Swap "blazer" for "jacket" in the entries from the line with "Note: mark the black blazer" up to and including the line with "pixel 219 535". Give back only those lines, with everything else unchanged.

--- start DATASET RECORDS ---

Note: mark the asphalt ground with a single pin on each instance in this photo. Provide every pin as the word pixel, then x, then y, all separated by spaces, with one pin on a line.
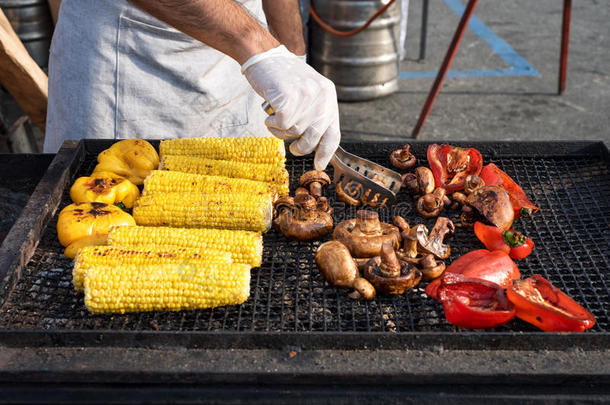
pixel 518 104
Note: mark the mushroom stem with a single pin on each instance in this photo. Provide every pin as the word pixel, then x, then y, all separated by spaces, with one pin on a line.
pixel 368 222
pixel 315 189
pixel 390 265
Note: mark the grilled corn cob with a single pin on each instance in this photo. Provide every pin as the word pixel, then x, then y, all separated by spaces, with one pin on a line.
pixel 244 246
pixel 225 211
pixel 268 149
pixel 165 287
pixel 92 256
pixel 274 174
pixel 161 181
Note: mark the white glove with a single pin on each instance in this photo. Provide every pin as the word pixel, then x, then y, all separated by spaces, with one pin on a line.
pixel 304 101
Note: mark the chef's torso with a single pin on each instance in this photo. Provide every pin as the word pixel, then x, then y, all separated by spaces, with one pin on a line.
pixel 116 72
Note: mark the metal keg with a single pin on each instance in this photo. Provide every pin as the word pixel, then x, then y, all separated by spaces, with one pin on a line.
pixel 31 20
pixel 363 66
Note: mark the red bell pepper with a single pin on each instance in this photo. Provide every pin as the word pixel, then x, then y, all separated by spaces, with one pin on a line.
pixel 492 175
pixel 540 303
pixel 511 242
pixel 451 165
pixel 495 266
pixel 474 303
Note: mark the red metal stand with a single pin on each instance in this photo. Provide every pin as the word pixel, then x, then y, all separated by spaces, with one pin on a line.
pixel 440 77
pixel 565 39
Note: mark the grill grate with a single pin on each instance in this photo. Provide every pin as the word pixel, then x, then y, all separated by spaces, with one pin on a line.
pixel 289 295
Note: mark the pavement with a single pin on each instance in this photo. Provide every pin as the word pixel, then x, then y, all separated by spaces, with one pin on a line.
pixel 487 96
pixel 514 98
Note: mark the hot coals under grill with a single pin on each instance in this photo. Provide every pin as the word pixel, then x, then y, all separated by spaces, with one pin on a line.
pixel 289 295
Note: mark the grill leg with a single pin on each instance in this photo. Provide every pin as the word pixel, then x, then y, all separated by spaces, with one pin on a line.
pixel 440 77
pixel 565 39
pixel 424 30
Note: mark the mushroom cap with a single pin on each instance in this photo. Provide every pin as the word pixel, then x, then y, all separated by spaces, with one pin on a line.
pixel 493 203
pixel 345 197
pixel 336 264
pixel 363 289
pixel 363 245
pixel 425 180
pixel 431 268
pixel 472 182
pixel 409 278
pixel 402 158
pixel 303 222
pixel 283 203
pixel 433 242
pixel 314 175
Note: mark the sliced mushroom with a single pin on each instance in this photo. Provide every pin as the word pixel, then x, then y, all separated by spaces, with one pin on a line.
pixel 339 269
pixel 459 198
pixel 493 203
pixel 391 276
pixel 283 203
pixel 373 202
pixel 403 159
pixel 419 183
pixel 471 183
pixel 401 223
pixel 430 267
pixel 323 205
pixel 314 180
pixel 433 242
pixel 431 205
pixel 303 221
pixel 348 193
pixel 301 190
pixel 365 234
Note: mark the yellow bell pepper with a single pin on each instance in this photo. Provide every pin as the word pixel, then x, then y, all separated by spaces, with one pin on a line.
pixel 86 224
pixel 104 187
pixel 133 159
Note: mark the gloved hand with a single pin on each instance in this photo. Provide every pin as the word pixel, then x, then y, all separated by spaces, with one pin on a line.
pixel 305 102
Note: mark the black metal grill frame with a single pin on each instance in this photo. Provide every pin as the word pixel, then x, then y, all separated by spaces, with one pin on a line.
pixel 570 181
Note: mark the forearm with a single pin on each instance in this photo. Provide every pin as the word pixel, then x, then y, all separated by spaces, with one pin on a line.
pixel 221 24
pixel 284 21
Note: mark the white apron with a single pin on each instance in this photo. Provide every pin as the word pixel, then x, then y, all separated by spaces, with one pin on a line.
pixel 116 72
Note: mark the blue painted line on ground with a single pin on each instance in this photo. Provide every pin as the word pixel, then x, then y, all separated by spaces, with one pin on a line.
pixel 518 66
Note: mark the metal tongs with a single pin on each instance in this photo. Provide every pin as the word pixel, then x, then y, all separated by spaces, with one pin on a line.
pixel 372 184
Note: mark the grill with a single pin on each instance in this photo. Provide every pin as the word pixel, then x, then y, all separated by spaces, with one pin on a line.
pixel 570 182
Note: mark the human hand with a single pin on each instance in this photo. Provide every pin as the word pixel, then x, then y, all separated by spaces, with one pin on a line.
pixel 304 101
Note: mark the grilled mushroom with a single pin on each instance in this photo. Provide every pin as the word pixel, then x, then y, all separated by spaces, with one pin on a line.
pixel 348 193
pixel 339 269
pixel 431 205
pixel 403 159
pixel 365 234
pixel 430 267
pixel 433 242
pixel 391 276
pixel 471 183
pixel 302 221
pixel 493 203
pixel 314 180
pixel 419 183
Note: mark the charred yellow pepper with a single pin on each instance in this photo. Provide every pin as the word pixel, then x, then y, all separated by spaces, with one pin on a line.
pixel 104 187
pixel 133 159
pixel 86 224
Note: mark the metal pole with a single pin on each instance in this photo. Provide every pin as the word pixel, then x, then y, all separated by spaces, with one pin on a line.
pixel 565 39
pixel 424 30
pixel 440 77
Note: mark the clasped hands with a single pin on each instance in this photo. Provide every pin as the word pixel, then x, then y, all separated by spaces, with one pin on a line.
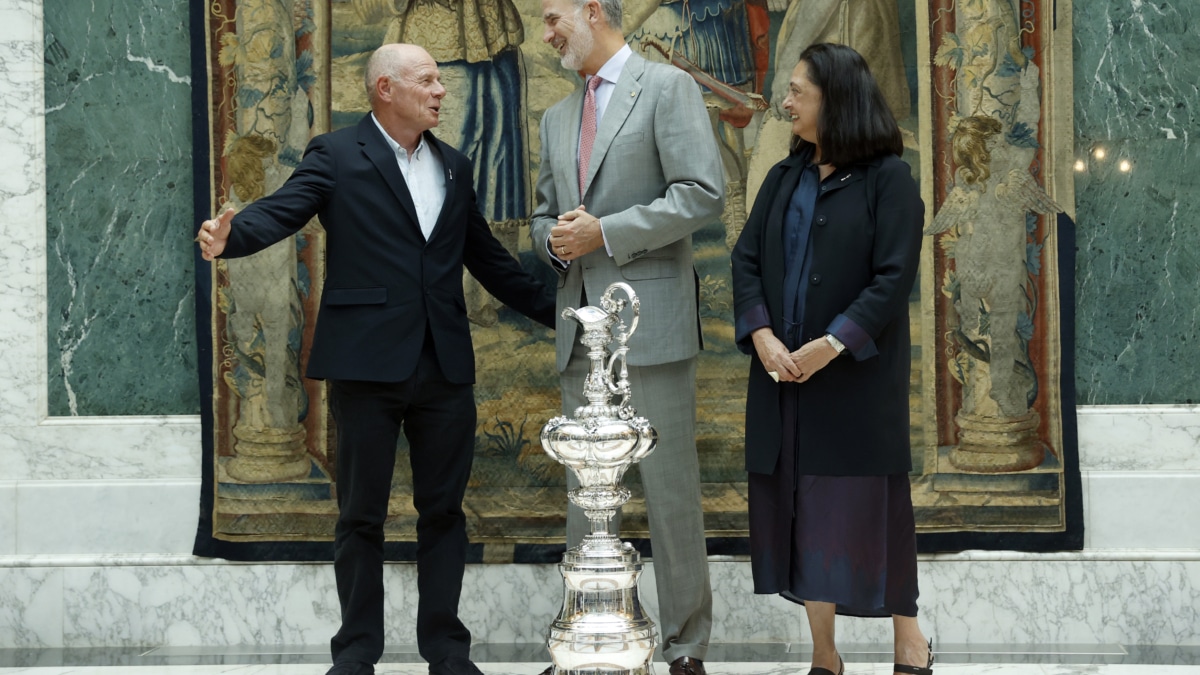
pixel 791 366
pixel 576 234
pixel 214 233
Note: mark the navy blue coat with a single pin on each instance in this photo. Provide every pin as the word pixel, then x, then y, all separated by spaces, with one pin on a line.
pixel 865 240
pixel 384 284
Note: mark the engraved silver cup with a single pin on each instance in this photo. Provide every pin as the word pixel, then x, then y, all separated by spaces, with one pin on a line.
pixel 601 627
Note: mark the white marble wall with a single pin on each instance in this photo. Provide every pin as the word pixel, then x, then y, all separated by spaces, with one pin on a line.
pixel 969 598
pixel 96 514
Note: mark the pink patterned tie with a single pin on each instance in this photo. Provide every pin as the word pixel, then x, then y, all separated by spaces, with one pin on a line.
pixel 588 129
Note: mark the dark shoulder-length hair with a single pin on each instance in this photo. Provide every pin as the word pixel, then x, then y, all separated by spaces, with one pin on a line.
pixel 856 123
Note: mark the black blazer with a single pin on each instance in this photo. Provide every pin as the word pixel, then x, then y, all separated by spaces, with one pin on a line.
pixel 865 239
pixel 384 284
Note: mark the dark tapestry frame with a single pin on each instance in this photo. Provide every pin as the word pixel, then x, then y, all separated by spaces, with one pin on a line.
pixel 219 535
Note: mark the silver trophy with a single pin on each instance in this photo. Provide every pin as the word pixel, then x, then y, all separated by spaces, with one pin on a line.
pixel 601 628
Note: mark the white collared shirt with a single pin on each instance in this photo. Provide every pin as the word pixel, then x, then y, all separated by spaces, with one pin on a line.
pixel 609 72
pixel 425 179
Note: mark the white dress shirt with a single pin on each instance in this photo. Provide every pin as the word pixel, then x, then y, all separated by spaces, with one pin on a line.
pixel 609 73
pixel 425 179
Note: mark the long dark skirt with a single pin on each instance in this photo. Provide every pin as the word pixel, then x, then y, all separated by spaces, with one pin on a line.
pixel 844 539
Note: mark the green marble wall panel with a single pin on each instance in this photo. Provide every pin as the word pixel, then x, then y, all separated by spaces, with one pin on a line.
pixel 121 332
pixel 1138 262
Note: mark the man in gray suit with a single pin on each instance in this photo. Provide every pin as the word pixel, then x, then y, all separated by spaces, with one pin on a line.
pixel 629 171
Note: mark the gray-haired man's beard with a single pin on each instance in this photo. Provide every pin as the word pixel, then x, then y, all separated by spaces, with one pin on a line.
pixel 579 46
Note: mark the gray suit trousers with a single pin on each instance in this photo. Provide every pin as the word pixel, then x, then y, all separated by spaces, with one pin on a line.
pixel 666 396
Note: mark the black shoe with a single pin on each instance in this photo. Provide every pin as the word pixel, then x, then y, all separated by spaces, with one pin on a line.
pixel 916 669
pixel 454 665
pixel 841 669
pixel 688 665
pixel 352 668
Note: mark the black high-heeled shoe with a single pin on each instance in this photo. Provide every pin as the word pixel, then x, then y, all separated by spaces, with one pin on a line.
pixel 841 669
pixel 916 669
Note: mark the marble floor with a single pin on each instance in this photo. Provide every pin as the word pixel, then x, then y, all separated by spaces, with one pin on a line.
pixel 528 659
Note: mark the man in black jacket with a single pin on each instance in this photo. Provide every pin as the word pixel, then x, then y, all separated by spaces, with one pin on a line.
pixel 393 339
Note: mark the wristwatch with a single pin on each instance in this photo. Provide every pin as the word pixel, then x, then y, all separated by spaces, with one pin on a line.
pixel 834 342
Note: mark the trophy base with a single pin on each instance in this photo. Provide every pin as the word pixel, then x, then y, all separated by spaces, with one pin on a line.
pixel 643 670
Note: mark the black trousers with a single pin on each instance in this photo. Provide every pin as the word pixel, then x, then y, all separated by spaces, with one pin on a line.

--- end DATASET RECORDS ---

### THE ANSWER
Note: mark the black jacket with a single pin on each instance in this photo. Provide every pin as the word pixel, then x, then y, all separated by spaces, with one pin on a line.
pixel 865 239
pixel 384 284
Note: mark the dark tapestry frame with a single pin on each instance in this photo. Provide every pin as the word pixel, then x, then y, all separated by spaces, with one pin on a line.
pixel 219 535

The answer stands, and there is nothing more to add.